- [Work instructions] Switch "tally up" to "count" in the lines of the listing from the line with "Go through the image and tally up every yellow" to the line with "[203,175,281,190]", and return only those lines with everything else left unchanged.

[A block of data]

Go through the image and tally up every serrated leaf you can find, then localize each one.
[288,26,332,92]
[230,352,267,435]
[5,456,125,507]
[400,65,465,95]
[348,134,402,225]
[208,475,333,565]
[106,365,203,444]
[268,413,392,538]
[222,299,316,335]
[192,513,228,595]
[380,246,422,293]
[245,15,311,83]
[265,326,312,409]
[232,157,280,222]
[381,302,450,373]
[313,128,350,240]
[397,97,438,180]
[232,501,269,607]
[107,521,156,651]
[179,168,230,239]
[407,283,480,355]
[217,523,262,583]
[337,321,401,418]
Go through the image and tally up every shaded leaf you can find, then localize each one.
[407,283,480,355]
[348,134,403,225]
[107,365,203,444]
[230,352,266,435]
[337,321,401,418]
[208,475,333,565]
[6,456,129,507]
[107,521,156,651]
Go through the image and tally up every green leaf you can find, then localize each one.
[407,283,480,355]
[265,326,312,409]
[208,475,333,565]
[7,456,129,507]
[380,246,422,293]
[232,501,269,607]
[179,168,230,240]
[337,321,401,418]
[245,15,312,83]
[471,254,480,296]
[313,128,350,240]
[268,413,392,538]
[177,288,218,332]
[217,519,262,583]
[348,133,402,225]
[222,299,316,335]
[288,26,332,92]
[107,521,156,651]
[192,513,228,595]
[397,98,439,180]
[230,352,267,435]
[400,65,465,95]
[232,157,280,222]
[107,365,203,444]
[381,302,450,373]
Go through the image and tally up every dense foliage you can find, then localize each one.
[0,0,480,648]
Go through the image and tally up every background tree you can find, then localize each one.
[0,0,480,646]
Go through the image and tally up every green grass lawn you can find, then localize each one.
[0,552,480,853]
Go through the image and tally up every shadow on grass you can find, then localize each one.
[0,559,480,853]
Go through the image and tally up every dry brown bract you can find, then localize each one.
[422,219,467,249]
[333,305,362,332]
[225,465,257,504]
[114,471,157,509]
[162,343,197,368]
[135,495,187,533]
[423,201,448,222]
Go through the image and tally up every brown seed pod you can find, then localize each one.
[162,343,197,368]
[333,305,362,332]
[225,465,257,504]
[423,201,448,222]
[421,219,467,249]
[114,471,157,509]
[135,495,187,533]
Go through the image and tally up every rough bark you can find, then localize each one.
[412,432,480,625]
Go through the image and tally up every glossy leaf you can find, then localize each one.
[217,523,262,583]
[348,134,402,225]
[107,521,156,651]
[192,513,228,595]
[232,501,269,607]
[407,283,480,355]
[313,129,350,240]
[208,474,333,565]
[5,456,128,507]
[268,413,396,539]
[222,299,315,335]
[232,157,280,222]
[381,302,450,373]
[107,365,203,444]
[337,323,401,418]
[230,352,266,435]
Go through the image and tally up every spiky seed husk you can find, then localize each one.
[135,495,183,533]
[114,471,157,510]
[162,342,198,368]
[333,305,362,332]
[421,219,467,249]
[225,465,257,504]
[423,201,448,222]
==
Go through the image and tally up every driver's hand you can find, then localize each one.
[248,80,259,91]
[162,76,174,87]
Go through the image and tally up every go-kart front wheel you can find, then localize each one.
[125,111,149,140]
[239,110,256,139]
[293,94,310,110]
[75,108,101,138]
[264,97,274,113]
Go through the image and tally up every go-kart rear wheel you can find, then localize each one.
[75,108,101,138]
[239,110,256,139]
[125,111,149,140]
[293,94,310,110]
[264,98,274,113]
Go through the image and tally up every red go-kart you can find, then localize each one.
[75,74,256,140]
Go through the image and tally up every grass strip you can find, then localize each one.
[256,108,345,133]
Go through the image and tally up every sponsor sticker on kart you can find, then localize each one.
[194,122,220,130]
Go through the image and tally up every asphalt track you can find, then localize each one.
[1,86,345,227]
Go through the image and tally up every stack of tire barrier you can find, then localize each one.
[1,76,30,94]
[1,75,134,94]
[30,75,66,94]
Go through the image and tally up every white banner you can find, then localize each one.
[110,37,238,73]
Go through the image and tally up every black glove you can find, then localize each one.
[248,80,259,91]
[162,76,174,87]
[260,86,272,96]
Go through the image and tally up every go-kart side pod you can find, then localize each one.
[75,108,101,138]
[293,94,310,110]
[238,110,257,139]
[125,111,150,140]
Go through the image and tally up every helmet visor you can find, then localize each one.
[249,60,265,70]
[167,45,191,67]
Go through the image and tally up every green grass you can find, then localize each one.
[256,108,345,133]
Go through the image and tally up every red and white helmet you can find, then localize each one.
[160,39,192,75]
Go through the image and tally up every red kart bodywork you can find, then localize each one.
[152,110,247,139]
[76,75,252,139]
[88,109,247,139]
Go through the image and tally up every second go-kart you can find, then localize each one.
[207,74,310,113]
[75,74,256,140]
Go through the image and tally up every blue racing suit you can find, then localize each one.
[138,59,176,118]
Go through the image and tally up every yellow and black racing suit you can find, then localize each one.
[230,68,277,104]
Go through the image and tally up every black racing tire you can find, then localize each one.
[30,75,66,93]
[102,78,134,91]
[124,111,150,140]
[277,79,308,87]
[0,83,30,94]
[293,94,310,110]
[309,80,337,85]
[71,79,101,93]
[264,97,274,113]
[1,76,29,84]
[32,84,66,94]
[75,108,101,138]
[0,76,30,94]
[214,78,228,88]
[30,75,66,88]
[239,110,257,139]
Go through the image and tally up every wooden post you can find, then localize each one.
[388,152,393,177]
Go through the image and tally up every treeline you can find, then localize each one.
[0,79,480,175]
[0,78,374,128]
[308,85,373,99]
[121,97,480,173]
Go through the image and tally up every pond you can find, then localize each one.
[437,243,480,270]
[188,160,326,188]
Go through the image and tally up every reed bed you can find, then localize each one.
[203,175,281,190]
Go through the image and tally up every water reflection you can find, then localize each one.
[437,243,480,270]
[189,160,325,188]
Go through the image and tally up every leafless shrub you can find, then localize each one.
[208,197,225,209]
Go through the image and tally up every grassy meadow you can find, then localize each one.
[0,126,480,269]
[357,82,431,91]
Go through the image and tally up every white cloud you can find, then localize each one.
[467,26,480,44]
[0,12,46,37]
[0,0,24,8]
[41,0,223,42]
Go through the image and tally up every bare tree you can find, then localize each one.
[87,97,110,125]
* * *
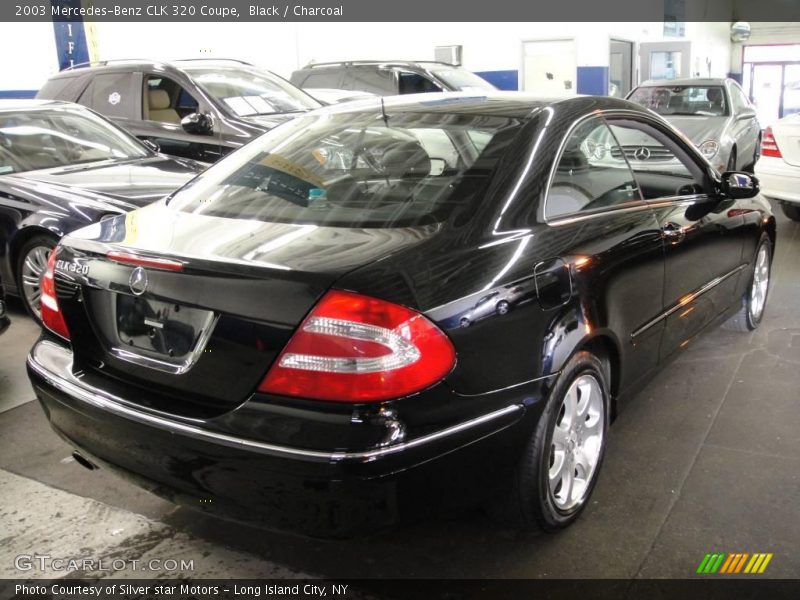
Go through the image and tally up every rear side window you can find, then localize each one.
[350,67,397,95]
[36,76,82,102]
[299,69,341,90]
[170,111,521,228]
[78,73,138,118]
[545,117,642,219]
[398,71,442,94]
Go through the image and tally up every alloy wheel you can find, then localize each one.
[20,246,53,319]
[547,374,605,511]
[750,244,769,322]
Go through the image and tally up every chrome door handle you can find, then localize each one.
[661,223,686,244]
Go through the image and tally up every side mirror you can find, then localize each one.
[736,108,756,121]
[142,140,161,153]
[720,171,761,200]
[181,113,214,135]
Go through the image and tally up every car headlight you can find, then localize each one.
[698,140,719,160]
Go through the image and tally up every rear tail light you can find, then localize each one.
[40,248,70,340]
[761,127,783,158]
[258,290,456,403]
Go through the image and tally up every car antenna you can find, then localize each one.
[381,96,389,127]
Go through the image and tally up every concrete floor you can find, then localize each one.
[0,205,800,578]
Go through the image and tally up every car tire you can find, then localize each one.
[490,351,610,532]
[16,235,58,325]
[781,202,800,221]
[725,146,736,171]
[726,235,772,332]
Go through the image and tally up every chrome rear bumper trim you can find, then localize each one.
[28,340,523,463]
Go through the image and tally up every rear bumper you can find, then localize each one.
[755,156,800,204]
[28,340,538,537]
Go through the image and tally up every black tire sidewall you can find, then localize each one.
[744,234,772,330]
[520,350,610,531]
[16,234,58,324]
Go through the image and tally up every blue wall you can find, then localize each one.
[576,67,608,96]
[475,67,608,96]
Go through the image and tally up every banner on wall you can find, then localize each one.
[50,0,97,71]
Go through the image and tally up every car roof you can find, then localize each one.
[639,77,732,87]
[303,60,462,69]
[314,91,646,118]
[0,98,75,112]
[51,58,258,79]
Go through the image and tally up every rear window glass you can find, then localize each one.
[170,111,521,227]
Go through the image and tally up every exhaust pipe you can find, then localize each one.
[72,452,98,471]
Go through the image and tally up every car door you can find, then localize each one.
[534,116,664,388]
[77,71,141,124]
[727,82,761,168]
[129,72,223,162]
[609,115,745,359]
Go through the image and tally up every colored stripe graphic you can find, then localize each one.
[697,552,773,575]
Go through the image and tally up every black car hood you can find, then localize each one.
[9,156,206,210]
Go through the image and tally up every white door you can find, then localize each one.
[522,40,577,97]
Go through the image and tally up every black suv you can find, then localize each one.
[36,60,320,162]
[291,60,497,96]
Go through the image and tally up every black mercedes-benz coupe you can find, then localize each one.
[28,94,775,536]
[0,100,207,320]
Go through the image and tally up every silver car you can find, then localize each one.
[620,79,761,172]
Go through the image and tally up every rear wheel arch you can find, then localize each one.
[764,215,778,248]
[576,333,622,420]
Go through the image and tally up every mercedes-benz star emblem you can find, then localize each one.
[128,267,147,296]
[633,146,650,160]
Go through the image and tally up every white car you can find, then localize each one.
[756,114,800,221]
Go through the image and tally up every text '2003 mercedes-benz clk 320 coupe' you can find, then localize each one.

- [Result of the exercise]
Go through the image and count every yellow and black racing suit you can find, then localize each one.
[230,68,277,104]
Go through the image and count every black racing tire you can find, then localize each one.
[30,75,66,93]
[102,78,134,91]
[124,111,150,140]
[277,79,308,87]
[0,83,30,94]
[293,94,310,110]
[309,80,337,85]
[71,79,101,93]
[264,97,274,113]
[1,76,29,84]
[32,84,66,94]
[75,108,101,138]
[0,76,30,94]
[214,78,228,88]
[30,75,66,88]
[239,110,257,139]
Go through the image and count every wooden post you can find, then localize each one.
[388,152,393,177]
Go through the image and count every treeline you can find, then localize each one.
[0,79,480,175]
[0,78,374,128]
[308,85,373,99]
[121,97,480,173]
Go through the image and count every pond you can find, then localize each one.
[437,243,480,270]
[188,160,326,188]
Go through the image and count every reed bed you can find, then localize each one.
[203,175,281,190]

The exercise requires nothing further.